Start of Document text

Notice how parseExprRHS() is called recursively with curOpPrec + 1. The + 1 there controls the associativity of the current operator, with it present, the operator is left associative, without it it's right-associative. So far all of the supported operators are left-associative.

Expression: 2 + 3 * 4 + 5

// Assume left-associativity
1.) parseExpr()
(2 + 3 * 4 + 5
 ^

2.) LHS = parsePrimary() == 2
(2 + 3 * 4 + 5
   ^

    3.) parseExprRHS(LHS: 2, precedence: 0)
    (2 + 3 * 4 + 5
       ^ 'curTokPrec' (5) >= precedence (0)
    
    4.) eat operator, RHS = parsePrimary() == 3
    (2 + 3 * 4 + 5
           ^ 'curTokPrec' (5) < 'nextTokPrec' (6)
    
        5.) RHS = parseExprRHS(LHS: 3, precedence: 'curTokPrec' + 1 == 6)
        (2 + (3 * 4 + 5
                ^ 'curTokPrec' (6) >= precedence (6)
        
        6.) eat operator, RHS = parsePrimary() == 4
        (2 + (3 * 4) + 5
                     ^ 'curTokPrec' (5) < precedence (6), return

    7.) loop
    ((2 + (3 * 4)) + 5
                   ^ 'curTokPrec' (5) >= precedence (0)

    8.) eat operator, RHS = parsePrimary() == 5
    ((2 + (3 * 4)) + 5)
                       ^ out of tokens, return

// Assume right-associativity
1.) parseExpr()

End of Document text

Written instruction 1:
Answer these questions about the parser text:
(a) With the + 1 present in the recursive call, is the current operator left- or right-associative?
(b) Which expression does the walkthrough trace?
(c) In step 8.), what value does parsePrimary() return?
Written instruction 2:
Please copy out all of the dataset entries below word for word, omitting the pictures.

Start of Data rows

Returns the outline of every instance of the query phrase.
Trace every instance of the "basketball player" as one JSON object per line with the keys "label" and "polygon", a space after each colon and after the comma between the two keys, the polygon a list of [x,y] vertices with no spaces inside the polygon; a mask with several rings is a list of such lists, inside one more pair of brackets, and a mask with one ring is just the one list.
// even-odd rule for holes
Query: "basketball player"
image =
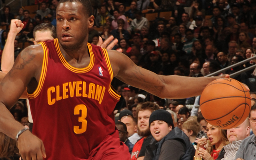
{"label": "basketball player", "polygon": [[[24,26],[21,20],[14,19],[11,21],[10,30],[8,34],[6,42],[3,50],[2,56],[1,69],[4,73],[7,74],[10,71],[14,62],[14,43],[17,34],[21,30]],[[41,42],[53,40],[57,38],[56,30],[55,27],[50,24],[42,23],[37,25],[33,31],[35,45]],[[115,39],[111,43],[114,39],[113,36],[110,36],[104,42],[102,42],[101,37],[99,38],[98,46],[107,49],[112,49],[118,42],[117,39]],[[122,52],[122,50],[118,50]],[[13,53],[13,54],[12,54]],[[5,76],[5,74],[0,71],[0,81]],[[22,95],[23,98],[27,97],[26,91],[26,94]]]}
{"label": "basketball player", "polygon": [[[88,0],[60,0],[58,38],[25,48],[0,83],[0,131],[17,138],[24,159],[129,159],[115,128],[120,96],[110,85],[114,76],[172,99],[199,95],[217,78],[158,75],[121,53],[88,44],[92,8]],[[34,134],[8,110],[27,86]]]}

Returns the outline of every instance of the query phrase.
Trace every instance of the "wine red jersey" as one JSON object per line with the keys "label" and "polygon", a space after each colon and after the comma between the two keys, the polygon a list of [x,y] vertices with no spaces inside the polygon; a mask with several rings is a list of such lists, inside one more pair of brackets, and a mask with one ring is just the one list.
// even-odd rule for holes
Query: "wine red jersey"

End of Data rows

Worked solution 1:
(a) Left-associative.
(b) 2 + 3 * 4 + 5
(c) 5

Worked solution 2:
Returns the outline of every instance of the query phrase.
Trace every instance of the "basketball player" as one JSON object per line with the keys "label" and "polygon", a space after each colon and after the comma between the two keys, the polygon a list of [x,y] vertices with no spaces inside the polygon; a mask with several rings is a list of such lists, inside one more pair of brackets, and a mask with one ring is just the one list.
// even-odd rule for holes
Query: "basketball player"
image =
{"label": "basketball player", "polygon": [[[24,26],[21,20],[14,19],[11,21],[10,30],[8,34],[6,42],[3,50],[2,56],[1,69],[4,73],[7,74],[10,71],[14,62],[14,43],[17,34],[21,30]],[[41,42],[53,40],[57,38],[56,30],[55,27],[50,24],[42,23],[37,25],[33,31],[35,45]],[[115,39],[111,43],[114,39],[113,36],[110,36],[104,42],[102,42],[101,37],[99,38],[98,46],[107,49],[112,49],[118,42],[117,39]],[[122,52],[122,50],[118,50]],[[13,53],[13,54],[12,54]],[[5,76],[5,74],[0,71],[0,81]],[[22,95],[23,98],[27,97],[26,91],[26,94]]]}
{"label": "basketball player", "polygon": [[[88,0],[60,0],[58,38],[25,48],[0,83],[0,131],[17,138],[24,159],[129,159],[115,128],[120,96],[110,85],[114,76],[172,99],[199,95],[217,78],[158,75],[121,53],[88,44],[92,8]],[[34,134],[8,110],[27,86]]]}

Returns the outline of every instance of the query phrase.
Trace every instance of the "wine red jersey" as one JSON object per line with the keys "label" and "polygon", a space after each colon and after the comma between the two keys, the polygon a list of [x,y] vertices with no spaces inside the polygon; a mask with several rings is a list of such lists, inside one more pair of brackets, and a mask with one ring is just the one list.
// even-odd rule for holes
Query: "wine red jersey"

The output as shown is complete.